** START OF Page excerpt **

The January Manufacturing PMI for ISM registered 47.4%, 1 percentage point lower than the seasonally adjusted 48.4% recorded in December, according to the group’s Report on Business that was released on Feb. 1. That figure is the lowest since May 2020, when it registered a seasonally adjusted 43.5% percent.
“Regarding the overall economy, this figure indicates a second month of contraction after a 30-month period of expansion,” notes Timothy R. Fiore.
Other Indexes are as follows:
The Supplier Deliveries Index figure of 45.6% is 0.5 percentage point higher than the 45.1% recorded in December; the last two readings are the index’s lowest since March 2009 (43.2%).
The New Orders Index remained in contraction territory at 42.5%, 2.6 percentage points lower than the seasonally adjusted figure of 45.1% recorded in December.
The Production Index reading of 48% is a 0.6-percentage point decrease compared to December’s seasonally adjusted figure of 48.6%.
The Prices Index registered 44.5%, up 5.1 percentage points compared to the December figure of 39.4%.
The Backlog of Orders Index registered 43.4%, 2 percentage points higher than the December reading of 41.4%.
The Employment Index continued in expansion territory (50.6%, down 0.2 percentage point from December’s seasonally adjusted 50.8%) after emerging from contraction territory (48.9%, seasonally adjusted) in November.
The Inventories Index registered 50.2%, 2.1 percentage points lower than the seasonally adjusted December reading of 52.3%.
The New Export Orders Index reading of 49.4% is 3.2 percentage points higher than December’s figure of 46.2%.
The Imports Index continued in contraction territory at 47.8%, 2.7 percentage points above the December reading of 45.1%.”
Of the six biggest manufacturing industries, one — Transportation Equipment — registered growth in January.
Here is a sample of what respondents to the survey said.

** END OF Page excerpt **
** START OF Supplied information **

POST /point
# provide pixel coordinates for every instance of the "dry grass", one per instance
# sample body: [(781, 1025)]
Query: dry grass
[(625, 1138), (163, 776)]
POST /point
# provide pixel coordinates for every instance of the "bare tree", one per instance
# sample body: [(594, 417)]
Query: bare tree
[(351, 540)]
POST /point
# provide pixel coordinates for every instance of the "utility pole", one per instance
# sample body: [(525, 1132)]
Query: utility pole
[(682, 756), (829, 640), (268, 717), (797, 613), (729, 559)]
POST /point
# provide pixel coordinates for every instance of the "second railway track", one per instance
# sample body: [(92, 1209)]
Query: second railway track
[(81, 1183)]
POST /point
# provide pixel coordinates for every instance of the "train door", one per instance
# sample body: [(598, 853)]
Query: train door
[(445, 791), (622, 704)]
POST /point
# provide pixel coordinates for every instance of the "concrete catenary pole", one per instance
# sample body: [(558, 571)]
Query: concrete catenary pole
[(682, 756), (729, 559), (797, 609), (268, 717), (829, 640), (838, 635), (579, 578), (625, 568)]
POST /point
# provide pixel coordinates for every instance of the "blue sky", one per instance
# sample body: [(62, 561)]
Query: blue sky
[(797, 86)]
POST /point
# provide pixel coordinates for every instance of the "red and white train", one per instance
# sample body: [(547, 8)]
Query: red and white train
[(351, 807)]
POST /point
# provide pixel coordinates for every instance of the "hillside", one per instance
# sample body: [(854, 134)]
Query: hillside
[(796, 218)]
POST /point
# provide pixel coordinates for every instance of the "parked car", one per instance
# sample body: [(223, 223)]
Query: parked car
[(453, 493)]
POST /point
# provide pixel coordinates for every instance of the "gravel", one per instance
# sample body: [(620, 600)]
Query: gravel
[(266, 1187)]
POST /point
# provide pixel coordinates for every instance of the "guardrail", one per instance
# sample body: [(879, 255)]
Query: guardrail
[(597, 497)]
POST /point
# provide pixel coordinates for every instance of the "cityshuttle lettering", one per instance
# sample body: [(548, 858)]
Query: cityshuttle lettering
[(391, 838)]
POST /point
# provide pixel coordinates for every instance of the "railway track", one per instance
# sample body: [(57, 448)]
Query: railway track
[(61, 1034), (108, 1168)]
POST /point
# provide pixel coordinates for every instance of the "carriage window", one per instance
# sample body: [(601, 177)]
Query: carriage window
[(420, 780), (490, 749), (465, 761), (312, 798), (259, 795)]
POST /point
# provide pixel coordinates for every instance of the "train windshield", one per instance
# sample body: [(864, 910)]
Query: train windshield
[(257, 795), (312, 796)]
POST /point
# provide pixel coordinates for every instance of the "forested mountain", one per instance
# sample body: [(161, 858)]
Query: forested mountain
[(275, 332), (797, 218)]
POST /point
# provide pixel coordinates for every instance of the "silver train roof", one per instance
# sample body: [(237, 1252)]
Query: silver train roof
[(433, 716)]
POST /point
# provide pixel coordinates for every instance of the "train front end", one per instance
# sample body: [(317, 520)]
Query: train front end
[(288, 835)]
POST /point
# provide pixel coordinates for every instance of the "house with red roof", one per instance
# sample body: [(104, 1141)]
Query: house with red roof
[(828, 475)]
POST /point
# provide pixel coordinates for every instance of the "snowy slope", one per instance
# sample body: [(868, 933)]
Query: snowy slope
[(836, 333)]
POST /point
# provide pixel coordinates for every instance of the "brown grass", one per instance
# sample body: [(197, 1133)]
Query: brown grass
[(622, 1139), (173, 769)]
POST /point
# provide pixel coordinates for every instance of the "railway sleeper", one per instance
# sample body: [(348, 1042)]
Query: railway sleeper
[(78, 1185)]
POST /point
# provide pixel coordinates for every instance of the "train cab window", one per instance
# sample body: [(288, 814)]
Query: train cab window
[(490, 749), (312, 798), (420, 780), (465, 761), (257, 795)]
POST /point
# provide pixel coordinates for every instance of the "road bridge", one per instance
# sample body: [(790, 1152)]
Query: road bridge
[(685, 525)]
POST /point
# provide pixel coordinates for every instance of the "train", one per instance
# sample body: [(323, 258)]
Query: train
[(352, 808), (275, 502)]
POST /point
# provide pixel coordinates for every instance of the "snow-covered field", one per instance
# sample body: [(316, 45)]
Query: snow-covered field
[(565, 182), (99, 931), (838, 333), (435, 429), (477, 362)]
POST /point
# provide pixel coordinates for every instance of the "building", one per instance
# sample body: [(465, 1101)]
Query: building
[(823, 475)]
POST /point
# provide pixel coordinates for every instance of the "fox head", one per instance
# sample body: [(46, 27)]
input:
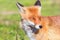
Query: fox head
[(31, 14)]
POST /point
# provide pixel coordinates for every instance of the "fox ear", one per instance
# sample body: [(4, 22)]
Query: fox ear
[(20, 7), (38, 3)]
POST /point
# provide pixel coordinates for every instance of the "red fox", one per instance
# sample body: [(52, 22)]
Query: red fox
[(39, 27)]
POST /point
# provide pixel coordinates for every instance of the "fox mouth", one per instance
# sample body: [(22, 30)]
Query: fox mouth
[(34, 30), (32, 26)]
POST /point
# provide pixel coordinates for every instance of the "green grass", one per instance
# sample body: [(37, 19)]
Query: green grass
[(12, 30)]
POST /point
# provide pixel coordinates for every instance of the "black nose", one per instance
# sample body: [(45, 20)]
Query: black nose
[(40, 26)]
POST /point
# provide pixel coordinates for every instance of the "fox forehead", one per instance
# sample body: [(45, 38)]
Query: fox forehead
[(33, 9)]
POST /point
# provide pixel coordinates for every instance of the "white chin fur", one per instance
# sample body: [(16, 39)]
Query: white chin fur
[(37, 26)]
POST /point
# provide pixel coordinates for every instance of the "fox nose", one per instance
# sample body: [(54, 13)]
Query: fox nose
[(38, 26)]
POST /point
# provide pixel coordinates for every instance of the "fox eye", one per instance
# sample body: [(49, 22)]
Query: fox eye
[(33, 18), (39, 18)]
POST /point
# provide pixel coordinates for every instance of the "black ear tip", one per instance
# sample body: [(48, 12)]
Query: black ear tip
[(19, 4), (38, 3)]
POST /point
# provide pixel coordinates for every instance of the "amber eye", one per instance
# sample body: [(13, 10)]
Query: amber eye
[(33, 18), (39, 18)]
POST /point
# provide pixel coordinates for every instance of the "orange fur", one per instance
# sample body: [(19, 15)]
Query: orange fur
[(50, 25)]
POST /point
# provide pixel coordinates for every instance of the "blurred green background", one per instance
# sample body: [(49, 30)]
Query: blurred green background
[(10, 18)]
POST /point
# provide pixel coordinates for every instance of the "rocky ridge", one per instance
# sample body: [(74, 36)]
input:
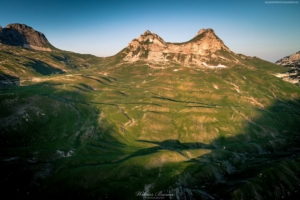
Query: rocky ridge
[(206, 49), (293, 63), (25, 36)]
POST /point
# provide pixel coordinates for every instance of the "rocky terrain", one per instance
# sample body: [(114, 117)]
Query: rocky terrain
[(150, 120), (206, 50), (24, 36), (293, 63)]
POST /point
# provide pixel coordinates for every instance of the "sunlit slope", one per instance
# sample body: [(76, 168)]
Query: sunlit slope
[(195, 133)]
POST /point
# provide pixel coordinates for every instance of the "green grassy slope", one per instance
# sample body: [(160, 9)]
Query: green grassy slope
[(112, 132)]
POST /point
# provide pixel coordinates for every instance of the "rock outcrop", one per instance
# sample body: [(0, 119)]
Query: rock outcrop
[(204, 50), (293, 63), (25, 36)]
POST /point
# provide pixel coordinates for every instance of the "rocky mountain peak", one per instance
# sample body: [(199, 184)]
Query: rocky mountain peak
[(204, 47), (205, 30), (25, 36)]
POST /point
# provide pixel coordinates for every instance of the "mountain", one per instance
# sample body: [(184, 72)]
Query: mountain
[(76, 126), (206, 50), (291, 62), (26, 53), (24, 36)]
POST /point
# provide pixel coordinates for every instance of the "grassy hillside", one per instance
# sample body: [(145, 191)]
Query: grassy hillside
[(121, 130)]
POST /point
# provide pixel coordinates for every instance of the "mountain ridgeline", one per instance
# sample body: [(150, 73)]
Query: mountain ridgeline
[(24, 36), (158, 120), (204, 50)]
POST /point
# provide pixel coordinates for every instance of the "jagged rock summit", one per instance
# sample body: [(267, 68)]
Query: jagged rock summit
[(25, 36), (206, 49)]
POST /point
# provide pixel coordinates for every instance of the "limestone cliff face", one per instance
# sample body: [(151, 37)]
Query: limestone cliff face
[(292, 60), (203, 48), (293, 63), (25, 36)]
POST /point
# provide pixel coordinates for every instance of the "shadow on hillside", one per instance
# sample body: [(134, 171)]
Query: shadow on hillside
[(42, 129), (252, 165), (8, 80), (12, 37), (43, 68), (261, 163)]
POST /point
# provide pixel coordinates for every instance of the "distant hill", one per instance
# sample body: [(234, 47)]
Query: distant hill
[(24, 36), (190, 120)]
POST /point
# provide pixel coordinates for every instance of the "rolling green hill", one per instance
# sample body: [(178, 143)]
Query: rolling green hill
[(83, 127)]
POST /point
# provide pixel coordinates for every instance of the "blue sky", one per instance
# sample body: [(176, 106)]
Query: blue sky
[(104, 27)]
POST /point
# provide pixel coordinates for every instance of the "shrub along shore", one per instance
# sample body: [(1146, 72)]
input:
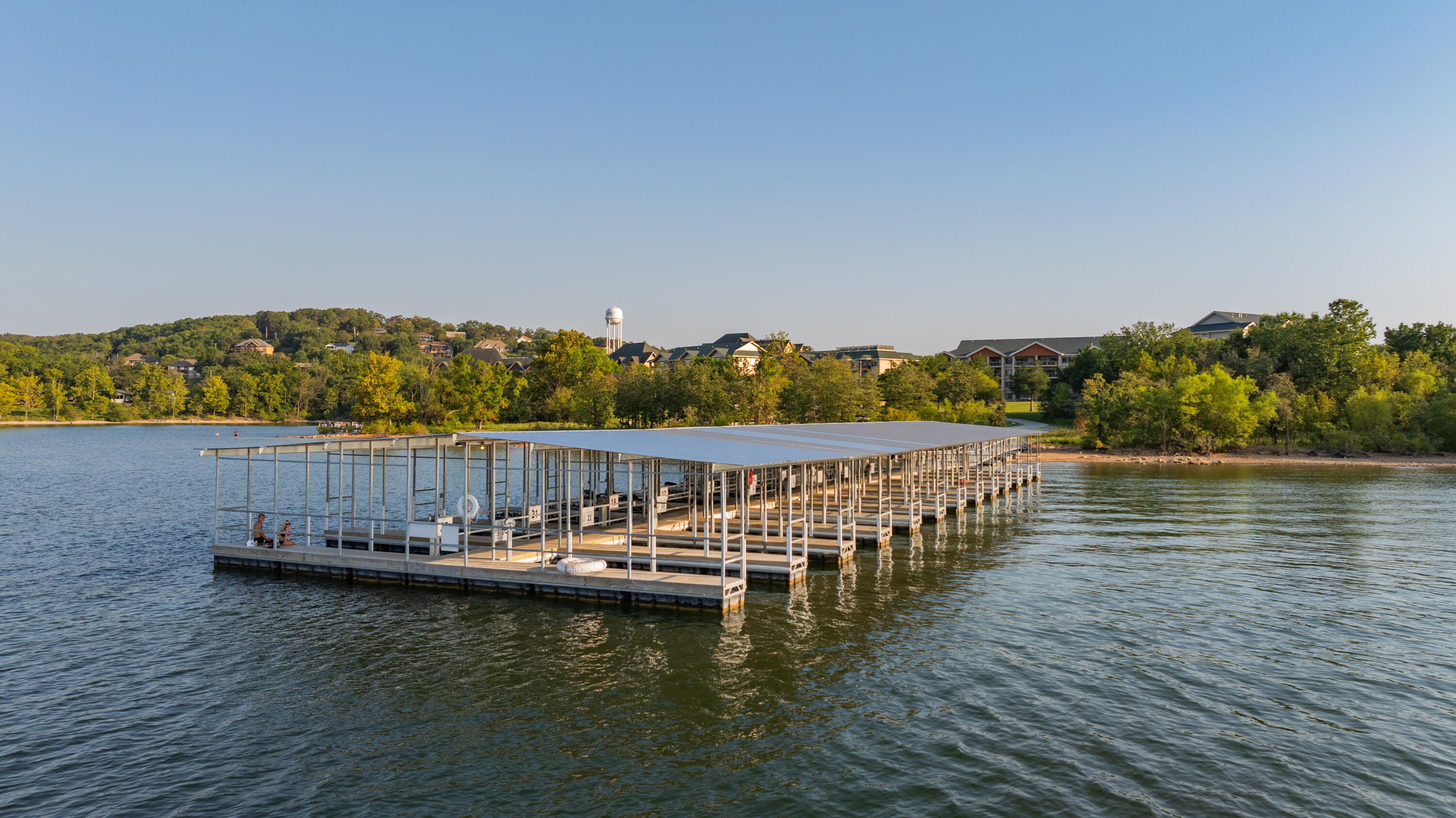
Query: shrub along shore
[(1293, 381)]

** END OF Supplied information **

**Written tasks**
- a) From the list of other indexes in the manufacturing PMI report, please name every index whose January reading was higher than its December reading.
- b) Retype the passage of the manufacturing PMI report from "The Employment Index" to "figure of 46.2%.".

**Responses in order**
- a)
Supplier Deliveries Index
Prices Index
Backlog of Orders Index
New Export Orders Index
Imports Index

- b)
The Employment Index continued in expansion territory (50.6%, down 0.2 percentage point from December’s seasonally adjusted 50.8%) after emerging from contraction territory (48.9%, seasonally adjusted) in November.
The Inventories Index registered 50.2%, 2.1 percentage points lower than the seasonally adjusted December reading of 52.3%.
The New Export Orders Index reading of 49.4% is 3.2 percentage points higher than December’s figure of 46.2%.